## The request
Return every line of the records that contains the word "flower", matching case exactly.

** BEGIN Records for the task **

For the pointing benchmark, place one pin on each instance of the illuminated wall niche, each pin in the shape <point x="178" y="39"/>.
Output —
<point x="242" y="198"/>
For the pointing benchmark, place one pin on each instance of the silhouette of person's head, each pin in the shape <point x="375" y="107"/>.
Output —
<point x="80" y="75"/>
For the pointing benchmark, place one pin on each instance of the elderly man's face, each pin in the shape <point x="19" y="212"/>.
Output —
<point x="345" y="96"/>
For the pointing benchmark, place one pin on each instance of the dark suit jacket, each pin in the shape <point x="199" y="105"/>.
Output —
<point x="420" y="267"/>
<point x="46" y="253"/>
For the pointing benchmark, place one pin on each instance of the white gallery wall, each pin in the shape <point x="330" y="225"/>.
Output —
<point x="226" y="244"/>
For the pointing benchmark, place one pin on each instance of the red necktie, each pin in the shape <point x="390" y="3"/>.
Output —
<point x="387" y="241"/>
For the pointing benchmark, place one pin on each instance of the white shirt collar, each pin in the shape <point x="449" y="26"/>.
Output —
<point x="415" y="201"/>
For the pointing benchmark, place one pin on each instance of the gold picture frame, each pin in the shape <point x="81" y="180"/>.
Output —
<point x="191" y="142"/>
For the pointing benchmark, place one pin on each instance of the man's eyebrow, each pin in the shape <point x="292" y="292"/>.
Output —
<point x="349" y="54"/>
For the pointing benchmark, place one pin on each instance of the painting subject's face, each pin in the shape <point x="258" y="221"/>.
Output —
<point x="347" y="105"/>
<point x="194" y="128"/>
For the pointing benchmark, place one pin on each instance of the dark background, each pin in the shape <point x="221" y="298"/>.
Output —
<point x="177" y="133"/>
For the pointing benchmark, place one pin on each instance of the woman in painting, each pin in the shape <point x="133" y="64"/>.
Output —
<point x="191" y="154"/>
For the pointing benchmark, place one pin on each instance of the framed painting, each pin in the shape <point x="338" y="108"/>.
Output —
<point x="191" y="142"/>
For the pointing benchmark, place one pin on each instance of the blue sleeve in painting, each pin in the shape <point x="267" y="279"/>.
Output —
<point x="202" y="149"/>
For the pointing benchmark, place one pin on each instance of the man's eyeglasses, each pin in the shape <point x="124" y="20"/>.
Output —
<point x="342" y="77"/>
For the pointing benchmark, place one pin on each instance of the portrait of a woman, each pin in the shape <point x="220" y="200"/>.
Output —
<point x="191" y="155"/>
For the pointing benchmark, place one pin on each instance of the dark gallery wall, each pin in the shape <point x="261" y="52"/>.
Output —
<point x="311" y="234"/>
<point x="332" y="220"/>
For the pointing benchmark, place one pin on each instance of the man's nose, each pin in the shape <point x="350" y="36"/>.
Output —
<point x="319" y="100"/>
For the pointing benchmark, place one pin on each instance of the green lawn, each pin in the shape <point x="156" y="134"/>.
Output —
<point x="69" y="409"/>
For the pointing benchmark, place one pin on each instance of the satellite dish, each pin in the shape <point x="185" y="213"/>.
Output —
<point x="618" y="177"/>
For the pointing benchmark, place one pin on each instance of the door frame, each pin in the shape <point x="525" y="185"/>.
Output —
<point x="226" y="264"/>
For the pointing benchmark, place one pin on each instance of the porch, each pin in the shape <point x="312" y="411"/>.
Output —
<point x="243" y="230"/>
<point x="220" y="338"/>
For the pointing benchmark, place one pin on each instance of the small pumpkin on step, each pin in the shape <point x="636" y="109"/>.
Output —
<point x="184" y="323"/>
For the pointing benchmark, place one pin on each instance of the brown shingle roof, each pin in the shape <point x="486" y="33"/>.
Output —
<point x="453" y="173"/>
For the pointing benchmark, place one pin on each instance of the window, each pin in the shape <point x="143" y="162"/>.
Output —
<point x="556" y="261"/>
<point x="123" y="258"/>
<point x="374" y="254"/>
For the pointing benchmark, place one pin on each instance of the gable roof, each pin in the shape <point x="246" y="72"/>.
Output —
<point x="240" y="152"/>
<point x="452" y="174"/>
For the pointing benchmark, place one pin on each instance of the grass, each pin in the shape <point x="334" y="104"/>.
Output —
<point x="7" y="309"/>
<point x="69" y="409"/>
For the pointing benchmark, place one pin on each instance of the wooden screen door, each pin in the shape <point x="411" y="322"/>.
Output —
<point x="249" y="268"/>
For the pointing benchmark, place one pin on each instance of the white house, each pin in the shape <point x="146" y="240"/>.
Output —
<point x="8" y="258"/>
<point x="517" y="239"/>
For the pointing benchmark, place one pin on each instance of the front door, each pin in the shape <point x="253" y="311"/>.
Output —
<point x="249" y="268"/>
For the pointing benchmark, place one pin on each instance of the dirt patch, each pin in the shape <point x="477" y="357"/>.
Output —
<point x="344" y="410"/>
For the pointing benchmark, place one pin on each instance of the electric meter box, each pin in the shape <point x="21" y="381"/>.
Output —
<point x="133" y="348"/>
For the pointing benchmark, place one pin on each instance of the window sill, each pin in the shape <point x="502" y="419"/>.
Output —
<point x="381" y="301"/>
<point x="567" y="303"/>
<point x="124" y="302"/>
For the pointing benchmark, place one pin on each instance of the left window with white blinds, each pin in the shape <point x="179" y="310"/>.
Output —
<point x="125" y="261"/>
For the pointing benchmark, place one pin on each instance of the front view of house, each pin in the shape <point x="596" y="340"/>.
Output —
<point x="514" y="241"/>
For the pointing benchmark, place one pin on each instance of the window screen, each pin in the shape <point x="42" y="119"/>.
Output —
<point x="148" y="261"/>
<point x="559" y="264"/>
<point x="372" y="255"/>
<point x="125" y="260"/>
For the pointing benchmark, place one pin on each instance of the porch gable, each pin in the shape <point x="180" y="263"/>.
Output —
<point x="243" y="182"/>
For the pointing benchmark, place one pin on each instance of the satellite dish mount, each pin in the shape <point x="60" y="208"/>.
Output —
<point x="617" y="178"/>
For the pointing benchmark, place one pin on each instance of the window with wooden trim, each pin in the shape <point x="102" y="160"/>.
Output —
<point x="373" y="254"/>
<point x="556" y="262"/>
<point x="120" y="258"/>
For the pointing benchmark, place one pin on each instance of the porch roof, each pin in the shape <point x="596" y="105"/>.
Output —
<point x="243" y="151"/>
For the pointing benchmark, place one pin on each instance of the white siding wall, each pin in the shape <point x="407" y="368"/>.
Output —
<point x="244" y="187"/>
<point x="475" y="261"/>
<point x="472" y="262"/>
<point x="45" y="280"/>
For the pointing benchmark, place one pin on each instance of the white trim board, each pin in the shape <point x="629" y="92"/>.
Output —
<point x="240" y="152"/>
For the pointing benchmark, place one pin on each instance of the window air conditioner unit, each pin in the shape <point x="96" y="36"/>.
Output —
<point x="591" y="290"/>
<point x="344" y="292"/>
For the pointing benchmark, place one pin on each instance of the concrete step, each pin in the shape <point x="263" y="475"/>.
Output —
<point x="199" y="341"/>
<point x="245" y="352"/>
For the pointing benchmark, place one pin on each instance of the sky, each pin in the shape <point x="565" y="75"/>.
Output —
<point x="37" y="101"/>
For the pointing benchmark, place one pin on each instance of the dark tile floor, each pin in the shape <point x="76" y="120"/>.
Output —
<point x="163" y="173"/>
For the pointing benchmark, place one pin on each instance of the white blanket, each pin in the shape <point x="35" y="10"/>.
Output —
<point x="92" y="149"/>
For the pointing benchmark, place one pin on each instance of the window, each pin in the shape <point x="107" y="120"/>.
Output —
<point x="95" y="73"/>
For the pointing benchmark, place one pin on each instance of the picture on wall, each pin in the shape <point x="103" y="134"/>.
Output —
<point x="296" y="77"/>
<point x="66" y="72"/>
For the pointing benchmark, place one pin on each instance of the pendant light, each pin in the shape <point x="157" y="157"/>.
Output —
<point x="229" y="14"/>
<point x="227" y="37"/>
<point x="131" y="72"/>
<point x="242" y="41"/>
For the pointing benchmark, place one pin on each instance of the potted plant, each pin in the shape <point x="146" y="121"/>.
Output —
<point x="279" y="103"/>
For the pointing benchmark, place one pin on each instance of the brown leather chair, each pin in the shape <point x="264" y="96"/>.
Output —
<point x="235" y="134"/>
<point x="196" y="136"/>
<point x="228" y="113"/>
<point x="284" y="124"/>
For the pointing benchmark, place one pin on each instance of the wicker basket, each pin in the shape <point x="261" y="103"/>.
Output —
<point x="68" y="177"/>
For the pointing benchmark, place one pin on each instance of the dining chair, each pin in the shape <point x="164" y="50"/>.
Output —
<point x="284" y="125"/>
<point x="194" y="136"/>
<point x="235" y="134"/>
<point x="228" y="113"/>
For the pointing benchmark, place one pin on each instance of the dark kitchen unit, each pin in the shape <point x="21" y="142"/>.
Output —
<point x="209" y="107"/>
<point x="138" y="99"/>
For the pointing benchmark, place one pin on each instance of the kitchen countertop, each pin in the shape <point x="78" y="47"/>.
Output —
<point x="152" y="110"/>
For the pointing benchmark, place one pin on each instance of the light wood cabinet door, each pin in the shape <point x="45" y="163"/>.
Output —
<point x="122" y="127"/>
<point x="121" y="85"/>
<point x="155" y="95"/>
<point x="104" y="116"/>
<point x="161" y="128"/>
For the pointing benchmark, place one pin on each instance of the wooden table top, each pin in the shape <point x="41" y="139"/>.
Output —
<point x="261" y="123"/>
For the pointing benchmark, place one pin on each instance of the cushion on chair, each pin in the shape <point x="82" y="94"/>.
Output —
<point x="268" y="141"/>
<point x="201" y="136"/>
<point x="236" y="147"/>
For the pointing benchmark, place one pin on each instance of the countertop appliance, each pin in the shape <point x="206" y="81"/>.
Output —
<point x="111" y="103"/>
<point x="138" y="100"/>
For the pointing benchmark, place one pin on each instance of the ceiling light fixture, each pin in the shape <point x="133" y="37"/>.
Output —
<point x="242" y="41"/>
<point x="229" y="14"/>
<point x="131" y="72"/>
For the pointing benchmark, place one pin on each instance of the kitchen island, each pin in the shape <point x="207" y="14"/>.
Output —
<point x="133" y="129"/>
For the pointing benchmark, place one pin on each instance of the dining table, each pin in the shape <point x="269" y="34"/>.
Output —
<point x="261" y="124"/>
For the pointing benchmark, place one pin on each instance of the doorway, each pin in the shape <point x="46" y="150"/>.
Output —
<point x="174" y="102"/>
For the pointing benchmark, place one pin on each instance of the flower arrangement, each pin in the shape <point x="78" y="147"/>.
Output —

** END Records for the task **
** BEGIN Records for the task **

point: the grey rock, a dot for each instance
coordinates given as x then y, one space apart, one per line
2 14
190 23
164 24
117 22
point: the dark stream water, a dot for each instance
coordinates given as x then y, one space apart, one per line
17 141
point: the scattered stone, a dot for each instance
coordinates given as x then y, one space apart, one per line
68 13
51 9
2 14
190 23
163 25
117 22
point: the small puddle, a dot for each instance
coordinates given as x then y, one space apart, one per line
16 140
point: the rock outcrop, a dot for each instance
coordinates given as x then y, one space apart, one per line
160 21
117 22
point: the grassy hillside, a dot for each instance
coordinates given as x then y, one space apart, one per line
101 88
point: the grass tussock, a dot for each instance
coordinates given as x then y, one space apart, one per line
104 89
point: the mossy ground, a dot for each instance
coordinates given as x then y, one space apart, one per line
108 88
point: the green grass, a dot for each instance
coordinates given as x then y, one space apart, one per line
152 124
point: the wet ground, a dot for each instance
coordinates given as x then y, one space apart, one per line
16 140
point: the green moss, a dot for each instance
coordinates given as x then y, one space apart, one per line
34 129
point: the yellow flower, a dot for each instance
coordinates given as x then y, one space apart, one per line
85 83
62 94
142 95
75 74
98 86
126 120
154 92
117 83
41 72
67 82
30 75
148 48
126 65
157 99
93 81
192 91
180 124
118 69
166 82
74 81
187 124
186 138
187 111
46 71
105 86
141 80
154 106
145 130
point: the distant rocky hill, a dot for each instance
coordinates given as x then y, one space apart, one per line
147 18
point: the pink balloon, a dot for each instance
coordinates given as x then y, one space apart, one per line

** END Records for the task **

## Result for this exercise
For the pointing benchmark, place one pin on each instance of the flower arrangement, each pin in the shape <point x="78" y="147"/>.
point: the yellow flower, a dot for each instance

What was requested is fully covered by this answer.